===== Quoted passage
That is protocol for stroke.

The EMS role assessment in this is:
1. Cincinnati Prehospital Stroke Scale (includes difficulty speaking, arm weakness, facial droop)
2. Los Angeles Prehospital Stroke screen
3. Alert hospital to possible stroke patient
4. Rapid transport to hospital.

Immediately upon arrival to the hospital (in the first 10 min from the ambulance)
1. Assess ABC's, vital signs
2. Oxygen
3. Start an IV, blood drawn, blood sugar
4. 12-lead EKG
5. neurological screen
6. Most hospitals will have a stroke team which should have been notified.

There is then a next step of actions that are to be done in the first 25 minutes, but neither the EMS nor the physician initiated the stroke protocol.

Everyone remember....in order to get the fibrinolytics...IT MUST BE WITHIN 3 HOURS OF THE STROKE. It can't be started after that.
It's too late. Most protocol is that it is begun within an hour of hitting the hospital.
Keep this in mind if your loved one has the symptoms of a stroke.
TELL the EMS if you suspect a stroke that you want STROKE PROTOCOL initiated, if they have not already done so.
Unfortunately, sometimes we have to take our own healthcare in our hands--but the one thing that is certain, Nobody cares more about you or your loved ones than you do. Step up.
==========
===== Records
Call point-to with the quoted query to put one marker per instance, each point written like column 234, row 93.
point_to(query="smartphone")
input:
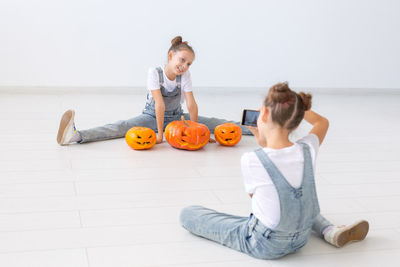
column 250, row 117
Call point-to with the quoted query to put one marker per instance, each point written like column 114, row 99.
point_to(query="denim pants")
column 299, row 214
column 119, row 128
column 245, row 234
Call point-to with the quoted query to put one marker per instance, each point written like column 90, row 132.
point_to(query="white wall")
column 310, row 43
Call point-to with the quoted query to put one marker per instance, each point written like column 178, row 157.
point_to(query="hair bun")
column 306, row 98
column 176, row 41
column 281, row 93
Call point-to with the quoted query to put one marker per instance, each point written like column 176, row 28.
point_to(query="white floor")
column 106, row 205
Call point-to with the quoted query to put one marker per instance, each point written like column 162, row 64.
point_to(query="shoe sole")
column 66, row 120
column 355, row 232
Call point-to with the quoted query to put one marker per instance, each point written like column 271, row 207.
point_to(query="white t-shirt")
column 153, row 83
column 289, row 160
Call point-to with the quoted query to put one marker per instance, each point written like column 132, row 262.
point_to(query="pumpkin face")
column 228, row 134
column 187, row 135
column 140, row 138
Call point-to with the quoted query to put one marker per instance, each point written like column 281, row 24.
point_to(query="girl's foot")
column 341, row 235
column 67, row 132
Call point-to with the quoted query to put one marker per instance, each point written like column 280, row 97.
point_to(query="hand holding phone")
column 250, row 117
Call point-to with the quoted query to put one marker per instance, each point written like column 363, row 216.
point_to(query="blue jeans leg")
column 211, row 123
column 117, row 129
column 228, row 230
column 320, row 224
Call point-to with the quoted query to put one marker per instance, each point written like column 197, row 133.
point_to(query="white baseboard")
column 216, row 90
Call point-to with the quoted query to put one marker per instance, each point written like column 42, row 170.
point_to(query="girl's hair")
column 178, row 45
column 286, row 106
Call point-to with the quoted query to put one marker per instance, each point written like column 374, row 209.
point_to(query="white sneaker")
column 341, row 235
column 67, row 128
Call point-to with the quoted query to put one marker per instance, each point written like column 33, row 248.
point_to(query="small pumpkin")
column 140, row 138
column 228, row 134
column 188, row 135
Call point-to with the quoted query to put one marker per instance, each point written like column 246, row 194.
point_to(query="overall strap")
column 178, row 81
column 276, row 176
column 160, row 76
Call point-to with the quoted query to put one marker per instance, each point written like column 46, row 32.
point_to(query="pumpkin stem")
column 184, row 121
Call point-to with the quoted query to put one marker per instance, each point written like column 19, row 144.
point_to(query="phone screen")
column 250, row 117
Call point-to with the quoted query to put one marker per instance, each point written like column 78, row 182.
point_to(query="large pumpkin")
column 140, row 138
column 188, row 135
column 228, row 134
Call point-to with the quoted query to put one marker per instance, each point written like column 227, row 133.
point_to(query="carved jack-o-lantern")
column 188, row 135
column 228, row 134
column 140, row 138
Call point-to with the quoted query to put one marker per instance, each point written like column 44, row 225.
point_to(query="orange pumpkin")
column 188, row 135
column 140, row 138
column 228, row 134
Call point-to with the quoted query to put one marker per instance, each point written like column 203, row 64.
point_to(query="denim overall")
column 173, row 111
column 172, row 100
column 299, row 214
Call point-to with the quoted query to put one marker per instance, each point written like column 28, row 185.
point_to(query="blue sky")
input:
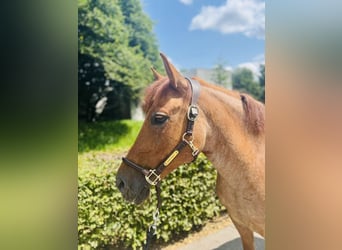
column 199, row 33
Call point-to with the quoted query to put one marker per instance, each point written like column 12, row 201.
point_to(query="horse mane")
column 254, row 111
column 155, row 89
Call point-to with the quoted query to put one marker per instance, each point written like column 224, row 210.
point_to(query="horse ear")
column 177, row 81
column 156, row 75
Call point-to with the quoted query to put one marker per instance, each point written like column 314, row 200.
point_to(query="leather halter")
column 152, row 176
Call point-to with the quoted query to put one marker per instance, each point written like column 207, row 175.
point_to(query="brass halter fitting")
column 194, row 149
column 155, row 177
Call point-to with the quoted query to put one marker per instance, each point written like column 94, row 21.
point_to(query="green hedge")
column 105, row 219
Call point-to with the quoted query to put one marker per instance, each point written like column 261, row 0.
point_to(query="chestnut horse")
column 229, row 130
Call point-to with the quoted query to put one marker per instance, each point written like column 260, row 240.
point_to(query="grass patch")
column 107, row 135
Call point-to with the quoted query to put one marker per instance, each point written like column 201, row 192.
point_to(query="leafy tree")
column 113, row 62
column 243, row 80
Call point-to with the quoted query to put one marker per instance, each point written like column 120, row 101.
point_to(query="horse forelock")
column 254, row 114
column 153, row 92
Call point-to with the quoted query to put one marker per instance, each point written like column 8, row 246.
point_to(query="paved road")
column 225, row 239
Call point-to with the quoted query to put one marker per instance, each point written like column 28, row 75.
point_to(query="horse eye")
column 159, row 118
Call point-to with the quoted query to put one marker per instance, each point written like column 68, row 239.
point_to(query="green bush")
column 105, row 219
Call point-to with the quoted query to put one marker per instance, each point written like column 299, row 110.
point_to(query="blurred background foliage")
column 116, row 47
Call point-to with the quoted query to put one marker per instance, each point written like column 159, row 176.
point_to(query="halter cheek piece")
column 152, row 176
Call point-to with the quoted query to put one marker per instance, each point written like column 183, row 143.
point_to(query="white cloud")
column 186, row 2
column 236, row 16
column 254, row 65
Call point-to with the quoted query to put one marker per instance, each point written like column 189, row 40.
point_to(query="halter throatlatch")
column 153, row 176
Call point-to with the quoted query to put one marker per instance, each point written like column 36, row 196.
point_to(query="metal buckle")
column 152, row 173
column 192, row 112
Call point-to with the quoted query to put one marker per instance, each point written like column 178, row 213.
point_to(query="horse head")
column 166, row 108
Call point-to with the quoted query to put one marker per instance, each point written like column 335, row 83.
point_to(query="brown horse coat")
column 229, row 131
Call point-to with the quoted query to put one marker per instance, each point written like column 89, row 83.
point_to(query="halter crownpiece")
column 153, row 176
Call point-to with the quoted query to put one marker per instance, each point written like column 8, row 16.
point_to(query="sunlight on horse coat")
column 230, row 131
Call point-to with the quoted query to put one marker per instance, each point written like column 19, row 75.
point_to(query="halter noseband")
column 152, row 176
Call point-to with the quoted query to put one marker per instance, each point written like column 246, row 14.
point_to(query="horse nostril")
column 120, row 184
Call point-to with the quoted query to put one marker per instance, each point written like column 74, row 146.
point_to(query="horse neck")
column 228, row 144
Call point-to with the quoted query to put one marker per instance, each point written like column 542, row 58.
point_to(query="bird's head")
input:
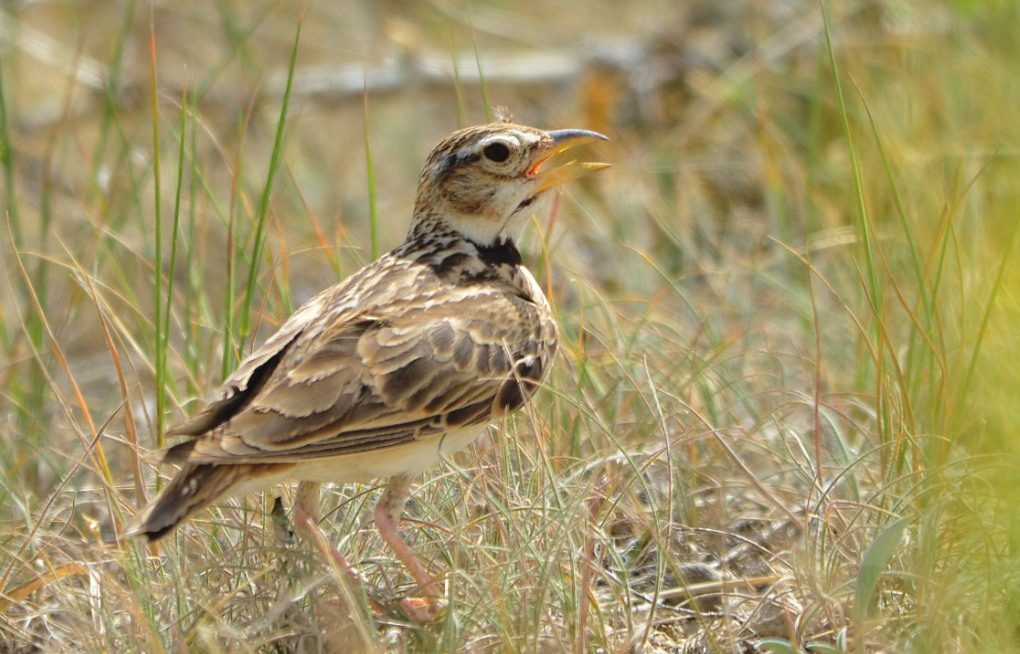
column 479, row 181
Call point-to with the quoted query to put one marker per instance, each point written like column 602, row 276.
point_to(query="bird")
column 402, row 363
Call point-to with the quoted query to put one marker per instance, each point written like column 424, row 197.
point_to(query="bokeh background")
column 787, row 386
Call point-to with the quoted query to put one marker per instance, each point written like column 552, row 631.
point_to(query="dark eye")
column 497, row 152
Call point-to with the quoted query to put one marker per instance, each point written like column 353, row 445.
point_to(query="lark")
column 403, row 363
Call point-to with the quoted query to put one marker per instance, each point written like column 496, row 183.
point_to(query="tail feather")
column 195, row 487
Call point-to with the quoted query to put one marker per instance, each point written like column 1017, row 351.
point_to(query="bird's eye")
column 498, row 152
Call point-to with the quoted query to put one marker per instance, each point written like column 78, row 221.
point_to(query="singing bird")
column 402, row 363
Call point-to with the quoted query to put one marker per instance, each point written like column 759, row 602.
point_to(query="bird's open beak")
column 563, row 140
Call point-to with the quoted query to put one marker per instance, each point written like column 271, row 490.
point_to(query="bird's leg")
column 306, row 519
column 388, row 512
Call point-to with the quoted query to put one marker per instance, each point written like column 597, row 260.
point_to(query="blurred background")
column 799, row 273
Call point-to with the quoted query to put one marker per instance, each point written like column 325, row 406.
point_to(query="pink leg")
column 388, row 512
column 306, row 519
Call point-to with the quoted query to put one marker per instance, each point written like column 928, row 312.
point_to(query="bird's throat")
column 503, row 251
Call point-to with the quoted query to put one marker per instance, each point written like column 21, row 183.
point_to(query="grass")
column 781, row 416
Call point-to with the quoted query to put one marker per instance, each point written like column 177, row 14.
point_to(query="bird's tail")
column 195, row 487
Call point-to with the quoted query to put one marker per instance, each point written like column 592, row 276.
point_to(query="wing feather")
column 383, row 376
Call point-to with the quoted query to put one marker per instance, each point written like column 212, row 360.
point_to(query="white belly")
column 407, row 459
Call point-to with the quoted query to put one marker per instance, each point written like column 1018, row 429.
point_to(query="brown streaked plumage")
column 404, row 362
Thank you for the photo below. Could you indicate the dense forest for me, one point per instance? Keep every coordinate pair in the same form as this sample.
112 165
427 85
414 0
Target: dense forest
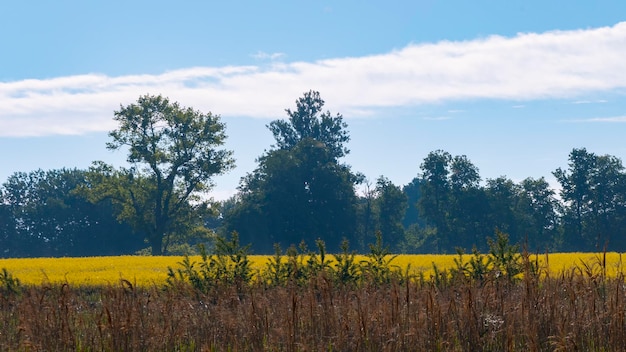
300 192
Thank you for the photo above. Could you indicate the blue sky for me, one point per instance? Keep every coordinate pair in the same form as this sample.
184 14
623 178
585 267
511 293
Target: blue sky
514 85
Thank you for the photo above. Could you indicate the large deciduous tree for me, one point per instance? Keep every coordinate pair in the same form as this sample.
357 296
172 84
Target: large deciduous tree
300 190
174 153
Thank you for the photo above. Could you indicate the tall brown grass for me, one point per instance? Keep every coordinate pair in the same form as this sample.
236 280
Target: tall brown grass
580 309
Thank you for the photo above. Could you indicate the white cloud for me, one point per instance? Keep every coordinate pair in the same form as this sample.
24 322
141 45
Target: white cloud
261 55
614 119
558 64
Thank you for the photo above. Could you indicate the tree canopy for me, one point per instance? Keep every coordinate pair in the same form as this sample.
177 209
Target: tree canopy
174 154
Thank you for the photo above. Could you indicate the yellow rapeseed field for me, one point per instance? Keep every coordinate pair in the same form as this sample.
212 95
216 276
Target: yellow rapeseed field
152 270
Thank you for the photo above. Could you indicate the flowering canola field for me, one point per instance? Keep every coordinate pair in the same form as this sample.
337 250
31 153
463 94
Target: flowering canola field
152 270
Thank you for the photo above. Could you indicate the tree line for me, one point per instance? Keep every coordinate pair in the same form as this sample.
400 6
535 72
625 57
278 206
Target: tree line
301 192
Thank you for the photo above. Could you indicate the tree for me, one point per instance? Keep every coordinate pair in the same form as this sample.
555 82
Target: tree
299 191
538 211
309 122
173 153
50 219
391 203
576 190
452 201
434 203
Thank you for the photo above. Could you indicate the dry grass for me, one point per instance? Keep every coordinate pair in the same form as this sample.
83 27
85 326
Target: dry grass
575 310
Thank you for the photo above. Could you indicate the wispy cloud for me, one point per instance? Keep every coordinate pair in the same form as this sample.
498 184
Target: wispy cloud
261 55
558 64
614 119
600 101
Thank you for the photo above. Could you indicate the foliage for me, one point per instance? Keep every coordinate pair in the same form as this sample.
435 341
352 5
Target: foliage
299 190
46 217
229 265
173 153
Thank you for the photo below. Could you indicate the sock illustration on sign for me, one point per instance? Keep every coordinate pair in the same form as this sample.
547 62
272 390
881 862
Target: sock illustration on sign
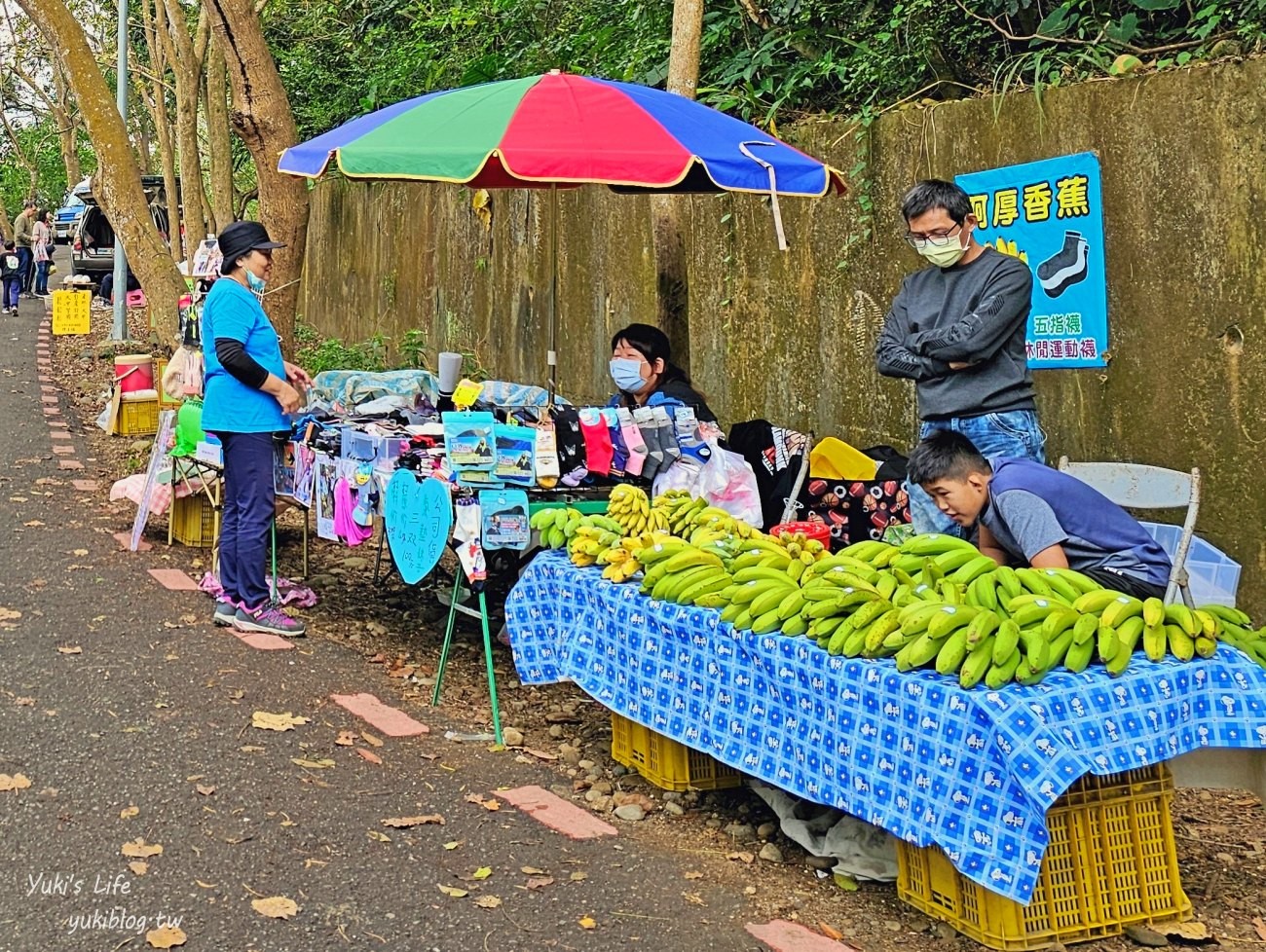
==========
- Work order
In one to three sentences, explain why the stroke protocol text urges people to tell EMS they want stroke protocol initiated.

- Solution to the problem
Fibrinolytics must be given within 3 hours of the stroke and can't be started after that, and most protocols begin them within an hour of reaching the hospital. The text also says that nobody cares more about you or your loved ones than you do, so sometimes you have to take your own healthcare into your hands.